Output the records exactly as they appear, with no pictures included.

--- START OF The records ---

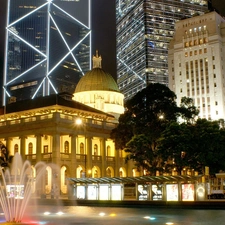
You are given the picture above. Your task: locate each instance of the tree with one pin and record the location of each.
(193, 146)
(146, 117)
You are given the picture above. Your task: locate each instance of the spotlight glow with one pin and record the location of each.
(149, 218)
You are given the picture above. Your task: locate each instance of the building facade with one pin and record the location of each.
(144, 30)
(47, 47)
(99, 90)
(196, 63)
(62, 132)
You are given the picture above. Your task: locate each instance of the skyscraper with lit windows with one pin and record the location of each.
(144, 30)
(47, 49)
(196, 63)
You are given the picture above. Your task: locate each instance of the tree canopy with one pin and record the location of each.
(152, 134)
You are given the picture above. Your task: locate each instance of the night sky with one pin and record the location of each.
(103, 31)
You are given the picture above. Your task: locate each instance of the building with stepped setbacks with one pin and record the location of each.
(144, 30)
(196, 63)
(99, 90)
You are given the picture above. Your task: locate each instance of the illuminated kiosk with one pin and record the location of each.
(145, 188)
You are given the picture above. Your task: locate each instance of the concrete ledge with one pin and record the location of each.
(218, 204)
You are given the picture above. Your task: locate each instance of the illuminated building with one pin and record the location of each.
(73, 136)
(144, 30)
(48, 46)
(99, 90)
(196, 63)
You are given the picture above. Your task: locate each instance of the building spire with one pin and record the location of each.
(97, 61)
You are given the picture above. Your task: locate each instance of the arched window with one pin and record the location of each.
(30, 148)
(108, 150)
(16, 148)
(108, 172)
(66, 147)
(95, 149)
(82, 148)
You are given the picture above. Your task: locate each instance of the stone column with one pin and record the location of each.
(8, 146)
(38, 148)
(56, 148)
(56, 178)
(22, 147)
(103, 155)
(89, 155)
(73, 155)
(117, 157)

--- END OF The records ---

◆ **Task output**
You are given the picture above. Your task: locate each instance of the tree with one pin and record the location of each.
(193, 146)
(146, 117)
You are given the picture above. Your task: locate each instance of the spotlight glow with one pin and record the location of each.
(149, 218)
You are given the picture above. Your task: locate each instance of the building facade with one pin and record the location of each.
(144, 30)
(47, 47)
(99, 90)
(196, 63)
(62, 132)
You are given the picture above. Your task: locate each instance of the skyscraper with lit windows with one pin and record the location of each.
(144, 30)
(47, 49)
(196, 63)
You are given the picture above. Your task: locate each instance of the tree canopy with one pin and record the location of each.
(152, 134)
You are given the picture above. Your task: locate each instance of the night sky with one pin and record the location of each.
(103, 31)
You are given the picture above. Your task: locate each instance of the building with stepped setbacks with one pin and record the location of each.
(144, 30)
(196, 63)
(99, 90)
You are given the picture above. Your task: locate each instance of the illuminated kiosk with one pin and record the location of each.
(145, 188)
You are given the picture above. Your task: locate each instance of the concrete ledge with one pin and record the location of each.
(218, 204)
You are given the picture above. Your task: locate each instance of the illuminated building with one pin and record the location of each.
(73, 136)
(144, 30)
(48, 46)
(99, 90)
(196, 63)
You are given the picture above. Your task: locate each instance of the building spire with one pin and record the location of each.
(97, 61)
You are given the picture above. Your task: locate each instance of the arched window with one pin and record the location of each.
(30, 148)
(108, 150)
(16, 148)
(108, 172)
(66, 147)
(95, 149)
(82, 148)
You are given the picture above. Your task: locate each instance of the stone column with one pin and record the location of each.
(8, 146)
(38, 148)
(56, 148)
(56, 178)
(22, 147)
(103, 155)
(89, 155)
(73, 155)
(117, 157)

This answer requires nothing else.